• [VORLIEGENDER TEXTAUSZUG]
★ ★ ★ ★ ★ ★ ★
Ich kann mich auch noch an Mitglieder im eigenen Gemeindekirchenrat
erinnern, die aus Protest ihr Amt zunächst niedergelegt haben und ausgetreten
sind, weil sie gesagt haben, daß sie mit der Friedensarbeit nichts zu tun haben
wollten, die dann aber ein Jahr oder zwei Jahre später wieder zurückkamen
und dann zu den Aktivposten gehört haben.

Ich glaube also, daß auch wir uns verändert haben, daß wir nicht mehr das
gewesen sind, was wir am 17. Juni 1953 oder am 13. August 1961 waren.
Ein abschließender Satz: Man fragt dann ja auch: Wie kann man dabeibleiben?
★ ★ ★ ★ ★ ★ ★
Einträge mit Zeigern auf beschriftete Objekte
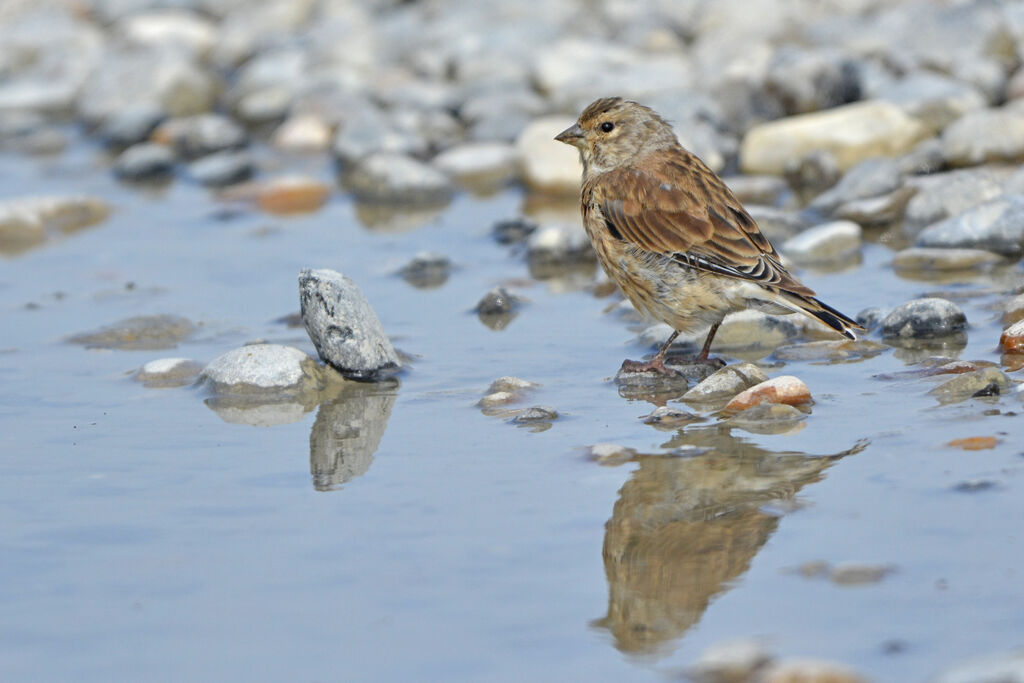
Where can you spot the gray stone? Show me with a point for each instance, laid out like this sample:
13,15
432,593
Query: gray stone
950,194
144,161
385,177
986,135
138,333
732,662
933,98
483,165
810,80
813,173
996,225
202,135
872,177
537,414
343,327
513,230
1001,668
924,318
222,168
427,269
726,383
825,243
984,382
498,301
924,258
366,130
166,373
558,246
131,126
★ ★ ★ ★ ★ ★ ★
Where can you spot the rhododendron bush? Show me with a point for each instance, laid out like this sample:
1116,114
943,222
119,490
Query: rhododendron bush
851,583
★ ★ ★ ★ ★ ★ ★
• [AUFGABEN]
A. Was taten manche Mitglieder des Gemeindekirchenrats laut dem Textauszug über die Friedensarbeit zunächst aus Protest?
B. Setze den Textauszug über die Friedensarbeit in der Gemeinde nach seinem letzten Satz fort.
Die Datensätze spielen hierfür keine Rolle.

• [LÖSUNGEN NACH AUFGABEN]
A. Sie legten ihr Amt nieder und traten aus.

B.
Bei mir jedenfalls war es so, daß ich nur deshalb dabeigeblieben bin, weil
da Freunde waren, weil da Verbündete waren, und zwar auch innerhalb
der Kirche, wie Stolpe, die dann den Schirm aufgehalten und auf unserer
Seite gestanden sind. Noch folgendes auch ein bißchen in Richtung unseres
verehrten Freundes Jacobsen: Ich habe den Willy Brandt verehrt. Schmidt
ist für mich ein interessanter Mann gewesen. Das gilt auch für Barzel und
für Wehner, um noch ein paar andere zu nennen. Lech Walesa, Gorbatschow,
Reagan und, wenn Sie so wollen, auch Kohl sind für mich wichtige Menschen,
wichtige Politiker gewesen. Aber lebensnotwendig für mich waren die Leute
in der Gruppe, in der Gemeinde, und solche Leute wie Gert Weisskirchen,
Stefan Schwarz, oder Journalisten wie Herr Baum oder Herr Schwarz, die
uns Informationen mitgebracht, die Briefe geliefert haben. Das ist – bei allem
Respekt vor dem Mann – Helmut Schmidt nicht gewesen. (Beifall)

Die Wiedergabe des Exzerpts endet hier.